- _Text excerpt_:
------------------------------

As technology evolves, people grow more accustomed to a digital lifestyle—one that includes blue light exposure from devices such as smartphones, tablets, LED monitors and flatscreen TVs. Doctors of optometry play a key role in educating patients about blue light's effects on vision and health.
"Blue light is something we're getting exponentially more exposed to because of our transition to a digital lifestyle," says David Friess, O.D., a Philadelphia-based research consultant. "Digital reading is not something we were designed to do."
Ready or not, blue light is a reality. According to AOA's 2015 American Eye-Q® survey, 62% of respondents spend five or more hours on their digital devices every day, and 14% spend at least 10 hours a day on their devices.
More blue light, more problems
All this is leading to an increase in the amount of eye strain eye care professionals are reporting. For instance, VSP Global's survey of the group's providers found that 82% reported an increase in patients experiencing eye strain and other effects of blue light exposure.

------------------------------

[Collected data entries]
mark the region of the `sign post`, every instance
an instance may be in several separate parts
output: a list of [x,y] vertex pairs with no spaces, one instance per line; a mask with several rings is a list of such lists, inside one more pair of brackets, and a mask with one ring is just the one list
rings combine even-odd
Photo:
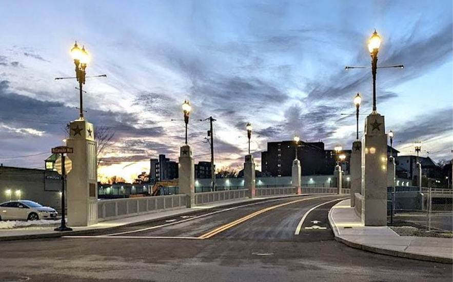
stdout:
[[[65,160],[65,154],[72,153],[73,151],[73,148],[66,146],[60,146],[52,148],[52,153],[53,154],[61,154],[62,158],[62,168],[61,172],[61,174],[62,175],[62,224],[60,227],[54,229],[55,231],[62,232],[72,231],[72,228],[66,226],[66,220],[65,218],[65,212],[66,211],[65,210],[66,209],[65,203],[65,182],[66,182],[66,173],[69,172],[69,171],[67,172],[65,169],[65,163],[66,163]],[[58,171],[58,173],[60,173],[60,171]]]

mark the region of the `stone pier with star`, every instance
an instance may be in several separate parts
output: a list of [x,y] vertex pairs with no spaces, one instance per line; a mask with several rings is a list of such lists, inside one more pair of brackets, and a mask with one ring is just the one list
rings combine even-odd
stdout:
[[375,112],[365,121],[362,139],[362,222],[387,225],[387,134],[384,116]]
[[180,194],[187,195],[186,207],[192,207],[195,205],[195,167],[192,149],[188,145],[181,148],[178,169]]
[[83,119],[69,125],[66,144],[74,148],[68,156],[72,169],[67,176],[68,224],[88,226],[97,223],[96,145],[92,124]]

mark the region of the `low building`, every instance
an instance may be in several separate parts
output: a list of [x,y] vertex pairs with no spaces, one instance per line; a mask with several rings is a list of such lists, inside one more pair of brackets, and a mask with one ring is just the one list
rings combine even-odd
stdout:
[[194,166],[195,178],[202,179],[212,178],[210,162],[199,162]]
[[53,170],[0,166],[0,203],[27,199],[61,212],[62,180]]

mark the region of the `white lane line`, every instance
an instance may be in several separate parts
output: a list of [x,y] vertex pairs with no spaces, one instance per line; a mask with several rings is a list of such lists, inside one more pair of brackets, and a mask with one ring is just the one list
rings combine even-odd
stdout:
[[142,231],[146,231],[147,230],[151,230],[152,229],[155,229],[156,228],[160,228],[161,227],[165,227],[166,226],[173,225],[174,224],[179,224],[180,223],[182,223],[184,222],[188,221],[189,220],[193,220],[196,219],[197,218],[200,218],[200,217],[204,217],[205,216],[207,216],[208,215],[211,215],[212,214],[215,214],[216,213],[219,213],[220,212],[225,212],[225,211],[230,211],[231,210],[239,209],[240,208],[244,208],[244,207],[249,207],[250,206],[254,206],[255,205],[260,205],[260,204],[263,204],[265,203],[269,203],[269,202],[276,202],[276,201],[279,201],[279,200],[282,200],[286,199],[287,198],[274,199],[268,200],[264,201],[264,202],[260,202],[259,203],[254,203],[253,204],[249,204],[247,205],[244,205],[243,206],[239,206],[238,207],[233,207],[232,208],[229,208],[228,209],[225,209],[224,210],[221,210],[220,211],[216,211],[215,212],[210,212],[209,213],[207,213],[206,214],[202,214],[201,215],[198,215],[197,216],[195,216],[194,217],[187,218],[186,219],[183,219],[182,220],[179,220],[179,221],[174,221],[174,222],[172,222],[172,223],[167,223],[166,224],[162,224],[162,225],[157,225],[156,226],[152,226],[151,227],[147,227],[146,228],[143,228],[142,229],[139,229],[137,230],[131,230],[130,231],[124,231],[123,232],[118,232],[118,233],[115,233],[108,234],[106,234],[106,235],[99,235],[99,236],[95,236],[94,237],[102,237],[102,236],[114,236],[114,235],[123,235],[123,234],[129,234],[129,233],[135,233],[135,232],[140,232]]
[[201,238],[198,237],[178,237],[178,236],[64,236],[62,238],[80,238],[86,239],[90,238],[91,239],[99,239],[103,238],[108,238],[109,239],[202,239]]
[[314,209],[317,209],[318,208],[319,208],[320,207],[321,207],[321,206],[322,206],[323,205],[325,205],[326,204],[329,204],[329,203],[332,203],[332,202],[344,200],[345,199],[347,199],[348,198],[349,198],[349,197],[347,197],[346,198],[342,198],[341,199],[336,199],[334,200],[329,200],[329,202],[326,202],[325,203],[320,204],[320,205],[318,205],[318,206],[316,206],[313,207],[311,208],[311,209],[310,209],[308,210],[308,211],[307,211],[307,212],[305,213],[305,214],[304,214],[304,216],[302,216],[302,218],[301,219],[301,221],[299,221],[299,224],[298,225],[297,225],[297,227],[296,227],[296,231],[294,231],[294,235],[299,235],[299,233],[301,233],[301,228],[302,228],[302,225],[304,224],[304,221],[305,220],[305,218],[307,218],[307,216],[308,216],[308,214],[310,213],[310,212],[311,212],[313,211],[313,210],[314,210]]

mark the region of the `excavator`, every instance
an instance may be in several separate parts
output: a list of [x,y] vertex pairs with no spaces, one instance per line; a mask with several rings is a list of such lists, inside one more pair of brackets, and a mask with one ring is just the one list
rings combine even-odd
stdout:
[[[171,187],[178,186],[178,178],[172,180],[165,180],[157,181],[151,188],[151,196],[163,196],[170,195],[168,189],[165,189],[166,187]],[[167,191],[166,191],[166,190]]]

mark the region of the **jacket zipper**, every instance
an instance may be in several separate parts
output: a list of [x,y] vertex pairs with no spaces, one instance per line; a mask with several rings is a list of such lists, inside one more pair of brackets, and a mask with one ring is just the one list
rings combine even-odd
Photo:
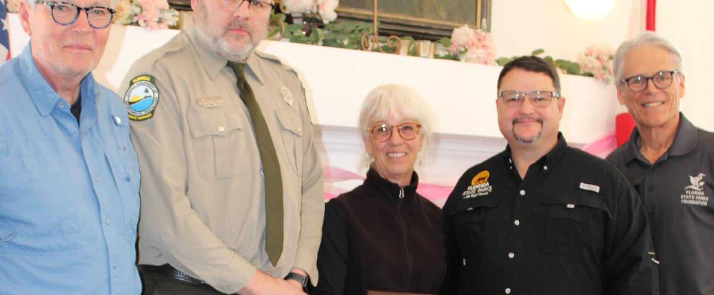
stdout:
[[403,237],[404,242],[404,252],[406,253],[406,291],[409,291],[411,290],[411,273],[412,273],[412,262],[411,262],[411,254],[409,254],[409,247],[408,243],[406,239],[406,224],[404,223],[404,218],[402,217],[401,214],[401,206],[404,202],[404,187],[399,188],[399,202],[397,205],[397,213],[399,216],[399,221],[401,222],[402,225],[402,237]]

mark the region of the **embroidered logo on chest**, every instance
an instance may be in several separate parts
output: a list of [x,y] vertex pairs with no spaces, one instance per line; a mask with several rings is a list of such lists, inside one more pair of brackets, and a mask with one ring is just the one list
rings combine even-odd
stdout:
[[466,190],[463,191],[462,195],[464,199],[488,195],[493,190],[493,186],[488,184],[488,178],[491,173],[488,170],[483,170],[476,174],[471,179],[471,185]]
[[684,194],[679,197],[680,203],[699,206],[706,206],[709,203],[709,197],[704,195],[705,182],[702,181],[705,176],[705,174],[699,173],[698,175],[689,177],[691,185],[684,188]]

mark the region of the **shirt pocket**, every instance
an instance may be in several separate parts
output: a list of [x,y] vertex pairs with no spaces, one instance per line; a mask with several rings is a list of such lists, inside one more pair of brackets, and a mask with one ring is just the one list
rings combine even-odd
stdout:
[[243,174],[249,164],[248,143],[254,142],[246,132],[243,116],[237,111],[193,111],[186,115],[193,137],[198,172],[206,180]]
[[0,158],[0,252],[81,249],[76,198],[68,170],[56,155]]
[[303,130],[302,120],[297,112],[276,110],[280,122],[280,136],[283,139],[288,162],[299,176],[303,175]]
[[543,251],[546,253],[583,256],[585,241],[595,227],[592,225],[602,208],[597,195],[552,194],[541,203],[548,207]]
[[476,197],[464,200],[453,211],[454,234],[462,253],[463,266],[476,265],[476,259],[483,252],[486,214],[493,209],[501,198],[496,195]]
[[111,170],[114,183],[119,190],[124,220],[123,234],[129,239],[136,237],[139,224],[139,173],[138,162],[126,135],[107,136],[102,140],[104,156]]

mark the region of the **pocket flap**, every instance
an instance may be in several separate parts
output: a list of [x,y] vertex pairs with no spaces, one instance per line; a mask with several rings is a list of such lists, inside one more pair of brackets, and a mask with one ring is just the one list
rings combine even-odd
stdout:
[[447,214],[448,216],[453,216],[481,207],[493,207],[498,205],[500,200],[501,197],[495,195],[462,200]]
[[193,112],[188,113],[186,119],[194,138],[223,135],[245,128],[243,117],[236,112]]
[[286,112],[275,111],[276,117],[278,117],[278,122],[280,126],[288,131],[290,131],[298,136],[303,136],[303,123],[300,120],[298,114],[291,114]]
[[[543,204],[559,204],[563,207],[573,205],[588,206],[595,209],[603,208],[603,199],[596,194],[550,194],[543,197]],[[572,208],[570,208],[572,209]]]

------------------------------

- _What you need to do_: Which devices does the blue light text name as sources of blue light exposure?

- _Exercise solution_: Smartphones, tablets, LED monitors and flatscreen TVs.